**Assignment**
Please restate each line of the data that follows word for word, skipping any image.

═══ Data provided ═══

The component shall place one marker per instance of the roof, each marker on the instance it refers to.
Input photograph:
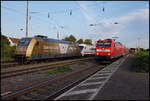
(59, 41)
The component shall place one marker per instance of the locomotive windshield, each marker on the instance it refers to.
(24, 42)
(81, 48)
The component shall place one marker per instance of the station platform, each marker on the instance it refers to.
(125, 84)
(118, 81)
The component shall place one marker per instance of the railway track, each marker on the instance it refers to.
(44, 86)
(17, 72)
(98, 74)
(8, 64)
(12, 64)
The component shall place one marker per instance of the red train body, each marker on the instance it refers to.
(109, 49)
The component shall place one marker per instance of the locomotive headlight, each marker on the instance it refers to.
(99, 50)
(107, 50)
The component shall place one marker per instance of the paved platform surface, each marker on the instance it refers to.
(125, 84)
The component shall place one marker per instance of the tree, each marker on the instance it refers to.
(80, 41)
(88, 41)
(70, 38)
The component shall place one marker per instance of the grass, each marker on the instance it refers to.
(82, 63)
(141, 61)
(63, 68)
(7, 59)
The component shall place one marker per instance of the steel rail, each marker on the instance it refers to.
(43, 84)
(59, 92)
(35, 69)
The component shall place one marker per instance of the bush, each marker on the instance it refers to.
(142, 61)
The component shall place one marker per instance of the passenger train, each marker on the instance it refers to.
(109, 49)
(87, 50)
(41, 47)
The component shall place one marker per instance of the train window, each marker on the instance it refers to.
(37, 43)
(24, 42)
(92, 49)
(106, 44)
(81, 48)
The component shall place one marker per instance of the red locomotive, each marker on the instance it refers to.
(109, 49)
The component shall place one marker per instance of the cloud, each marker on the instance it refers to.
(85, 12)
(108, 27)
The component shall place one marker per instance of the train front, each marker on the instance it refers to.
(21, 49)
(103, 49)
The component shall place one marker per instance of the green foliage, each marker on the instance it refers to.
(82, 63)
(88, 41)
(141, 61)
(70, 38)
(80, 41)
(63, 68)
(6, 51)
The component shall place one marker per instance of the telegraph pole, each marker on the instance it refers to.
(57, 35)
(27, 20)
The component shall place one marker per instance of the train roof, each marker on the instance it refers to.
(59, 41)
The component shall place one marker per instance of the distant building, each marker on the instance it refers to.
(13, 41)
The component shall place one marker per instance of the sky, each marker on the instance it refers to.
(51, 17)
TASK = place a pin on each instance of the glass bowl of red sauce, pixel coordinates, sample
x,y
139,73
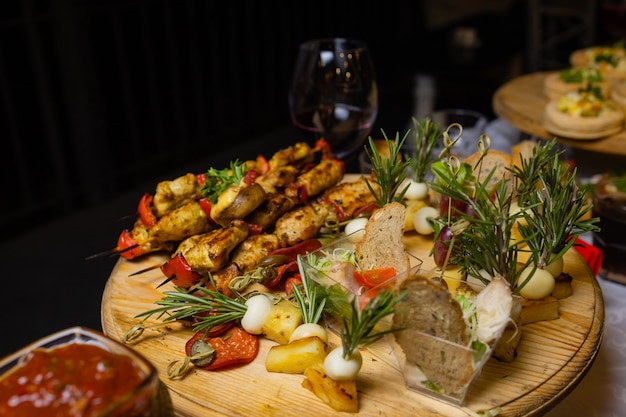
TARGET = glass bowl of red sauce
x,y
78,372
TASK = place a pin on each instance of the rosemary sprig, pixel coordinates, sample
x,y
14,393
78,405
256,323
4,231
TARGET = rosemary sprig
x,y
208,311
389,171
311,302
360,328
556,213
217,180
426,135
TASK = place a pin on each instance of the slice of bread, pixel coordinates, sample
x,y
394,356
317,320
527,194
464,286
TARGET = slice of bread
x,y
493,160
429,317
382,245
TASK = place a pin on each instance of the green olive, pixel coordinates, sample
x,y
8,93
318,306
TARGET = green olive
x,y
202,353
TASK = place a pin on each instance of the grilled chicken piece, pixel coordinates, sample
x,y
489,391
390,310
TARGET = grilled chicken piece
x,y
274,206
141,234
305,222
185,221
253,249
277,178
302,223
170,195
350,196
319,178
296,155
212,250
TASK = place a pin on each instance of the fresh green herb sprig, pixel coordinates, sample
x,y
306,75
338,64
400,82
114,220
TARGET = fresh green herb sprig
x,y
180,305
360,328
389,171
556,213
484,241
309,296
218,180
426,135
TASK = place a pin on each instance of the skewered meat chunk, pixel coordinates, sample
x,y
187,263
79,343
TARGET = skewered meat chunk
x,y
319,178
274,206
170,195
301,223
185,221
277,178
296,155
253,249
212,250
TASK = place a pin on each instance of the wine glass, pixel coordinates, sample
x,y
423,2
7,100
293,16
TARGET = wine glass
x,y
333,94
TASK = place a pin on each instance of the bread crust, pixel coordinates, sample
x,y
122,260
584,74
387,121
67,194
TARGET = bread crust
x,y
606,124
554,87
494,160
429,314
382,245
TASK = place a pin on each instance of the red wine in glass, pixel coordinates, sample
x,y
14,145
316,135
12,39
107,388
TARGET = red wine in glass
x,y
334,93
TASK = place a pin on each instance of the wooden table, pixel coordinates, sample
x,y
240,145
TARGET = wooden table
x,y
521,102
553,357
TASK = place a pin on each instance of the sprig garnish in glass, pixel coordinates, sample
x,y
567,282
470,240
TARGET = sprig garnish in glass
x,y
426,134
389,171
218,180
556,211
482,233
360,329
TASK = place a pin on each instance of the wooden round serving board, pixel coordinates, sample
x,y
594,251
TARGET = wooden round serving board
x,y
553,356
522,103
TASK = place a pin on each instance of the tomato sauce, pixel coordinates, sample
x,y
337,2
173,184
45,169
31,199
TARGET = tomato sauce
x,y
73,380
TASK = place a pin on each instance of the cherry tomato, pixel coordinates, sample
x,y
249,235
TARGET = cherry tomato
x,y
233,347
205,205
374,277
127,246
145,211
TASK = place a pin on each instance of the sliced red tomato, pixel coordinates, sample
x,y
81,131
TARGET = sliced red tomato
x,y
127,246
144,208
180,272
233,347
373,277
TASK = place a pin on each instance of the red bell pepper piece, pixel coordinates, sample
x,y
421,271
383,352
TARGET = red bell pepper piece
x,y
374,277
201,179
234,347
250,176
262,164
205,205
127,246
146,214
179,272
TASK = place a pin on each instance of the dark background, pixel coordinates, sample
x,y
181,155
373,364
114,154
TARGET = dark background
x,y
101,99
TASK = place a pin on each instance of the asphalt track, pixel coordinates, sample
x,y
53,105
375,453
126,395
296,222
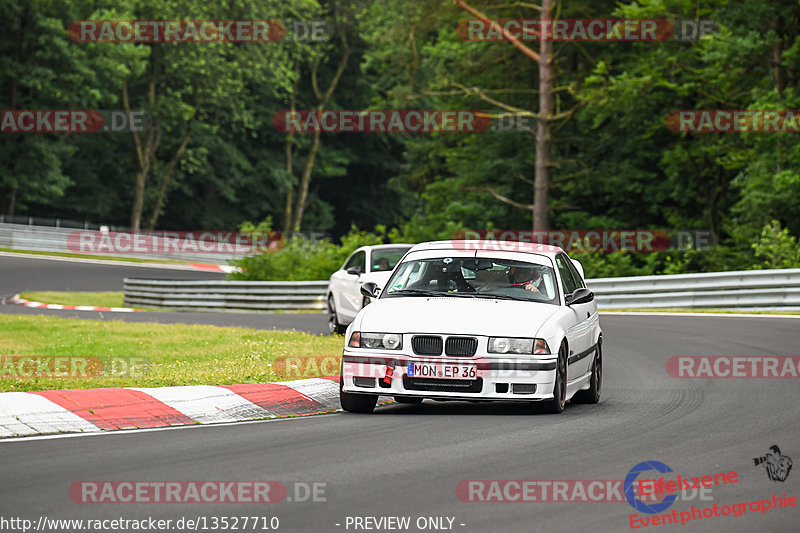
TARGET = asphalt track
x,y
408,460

═══

**Answer to this problem**
The component shall place one marker per instance of the roof, each marker on the instance it refers to.
Input photograph:
(59, 41)
The component shall place one marker per instance of the locomotive windshield, each marker on the instance it refers to.
(24, 42)
(81, 48)
The component shall place one marker per instance of the station platform, each marker on the instance it refers to.
(125, 84)
(118, 81)
The component shall place one marker per instance of the railway track, each marker on the instance it refers to.
(44, 86)
(17, 72)
(98, 74)
(8, 64)
(12, 64)
The component shall place one marker per instance of the red train body, each marker on the instance it refers to.
(109, 49)
The component shall place one marker per instance of the locomotive headlight, each marker on the instance it refers to.
(99, 50)
(107, 50)
The component shall place one marker per instance of the paved platform surface, each marker on the instance it refers to.
(125, 84)
The component shall place one marker per instance of the tree, each marker on the instance it refers to.
(80, 41)
(88, 41)
(70, 38)
The component shall place one marker per instance of the grass, each marker on the instance it refers to.
(82, 63)
(141, 61)
(63, 68)
(7, 59)
The component shall place one marker per instance of the steel rail, each marker on the instance it refers to.
(43, 84)
(59, 92)
(35, 69)
The component shall place one marker per instance of the bush, each marker on the instance it refers to.
(142, 61)
The component shall place one marker per instance of the passenger train, each marker on the instance it refers to.
(109, 49)
(87, 50)
(41, 47)
The component shall place one marker per instance of the train window, each marker on the instance it refers to.
(37, 43)
(24, 42)
(92, 49)
(106, 44)
(81, 48)
The component shall place one marker per instance of the red locomotive, each marker on the instance it refers to.
(109, 49)
The component shall place one marker per instance of the cloud, each marker on the instance it refers to.
(85, 12)
(108, 27)
The component shall place one marker per instance of the train front, each marker on the instance it refers to.
(21, 49)
(103, 49)
The component shall place one marker per instance of the green foliage, each marker on the instance it refers to.
(82, 63)
(88, 41)
(141, 61)
(70, 38)
(80, 41)
(63, 68)
(6, 51)
The component shall place one marker per instance of the telegraph pole, each marker on the instance it refers to.
(57, 35)
(27, 20)
The component shall place one marker per instance of the train roof, each marker on the instance it refers to.
(59, 41)
The component shall place one marker per instance of the distant building, each marker on the instance it refers to.
(13, 41)
The component shall place one marker per instance of the sky, each marker on the instance it refers to.
(51, 17)
TASK = place a pin on each instance of the glass bowl of red sauce, pixel coordinates, sample
x,y
139,73
TARGET = glass bowl of red sauce
x,y
78,372
TASK = place a pin on each instance of the rosemary sprig, pixel coordinates, sample
x,y
14,393
78,405
256,323
4,231
TARGET = rosemary sprig
x,y
208,311
389,171
311,302
360,328
556,213
217,180
426,135
TASK = place a pin on each instance of the slice of bread, pixel coordinates, sample
x,y
394,356
317,320
527,194
464,286
TARGET = slice of bread
x,y
493,160
429,317
382,245
TASK = place a pin on each instance of the green olive, pixel coordinates, sample
x,y
8,93
318,306
TARGET = green olive
x,y
202,353
TASK = place a pin on each instance of the grilled chicken piece, pixel coordinates, sample
x,y
489,391
390,310
TARGET = grilled chicken piece
x,y
274,206
141,234
305,222
185,221
253,249
277,178
302,223
170,195
350,196
319,178
296,155
212,250
TASK = place a pin on each instance of the fresh green herb sprig, pixel coordinates, sample
x,y
306,75
338,64
400,82
114,220
TARGET = fresh green herb sprig
x,y
180,305
360,328
389,171
556,213
484,241
309,296
218,180
426,135
TASK = place a pin on each instance of the skewered meat chunk, pixel coordinates, sample
x,y
187,263
79,343
TARGET = skewered meat chunk
x,y
319,178
274,206
170,195
301,223
185,221
277,178
296,155
253,249
212,250
TASK = place a pin on each instance of the wine glass, pixel coordinates, sample
x,y
423,2
7,100
293,16
TARGET = wine glass
x,y
333,94
TASK = place a pin on each instance of the bread crust, pixel coordinates, sample
x,y
122,260
584,74
387,121
67,194
TARGET = bread crust
x,y
606,124
554,87
494,160
429,314
382,245
TASK = place a pin on each instance of the red wine in glass, pixel coordinates, sample
x,y
14,145
316,135
12,39
107,388
TARGET = red wine in glass
x,y
334,93
TASK = place a pin on each instance of the wooden table, pixel coordinates, sample
x,y
240,145
TARGET = wooden table
x,y
521,102
553,357
TASK = place a pin on each instance of the sprig garnish in glass, pixel coordinates, sample
x,y
567,282
470,240
TARGET = sprig garnish in glass
x,y
426,134
389,171
218,180
556,211
482,233
360,329
TASK = place a pin on each instance of the wooden round serving board, pixel coordinates, sample
x,y
594,251
TARGET = wooden round serving board
x,y
553,356
522,103
TASK = place a pin on each instance of the tomato sauce, pixel coordinates, sample
x,y
337,2
173,184
45,169
31,199
TARGET = tomato sauce
x,y
73,380
TASK = place a pin on each instance of the cherry tomato, pixel coordinates, sample
x,y
249,235
TARGET = cherry tomato
x,y
233,347
205,205
374,277
127,246
145,211
TASK = place a pin on each instance of the sliced red tomato, pixel coordinates, sample
x,y
81,131
TARGET = sliced red tomato
x,y
127,246
144,208
180,272
233,347
373,277
TASK = place a pin on each instance of the red bell pepper piece, pixel coordinates, sample
x,y
421,271
383,352
TARGET = red bell pepper piece
x,y
374,277
201,179
234,347
250,176
262,164
205,205
127,246
146,214
179,272
TASK = place a pin on each instance of the dark background, pixel coordinates, sample
x,y
181,155
373,364
114,154
TARGET = dark background
x,y
101,99
TASK = place a pin on each instance of the asphalt track, pixel coordinates, sample
x,y
53,105
375,453
126,395
296,222
TARGET = asphalt track
x,y
408,460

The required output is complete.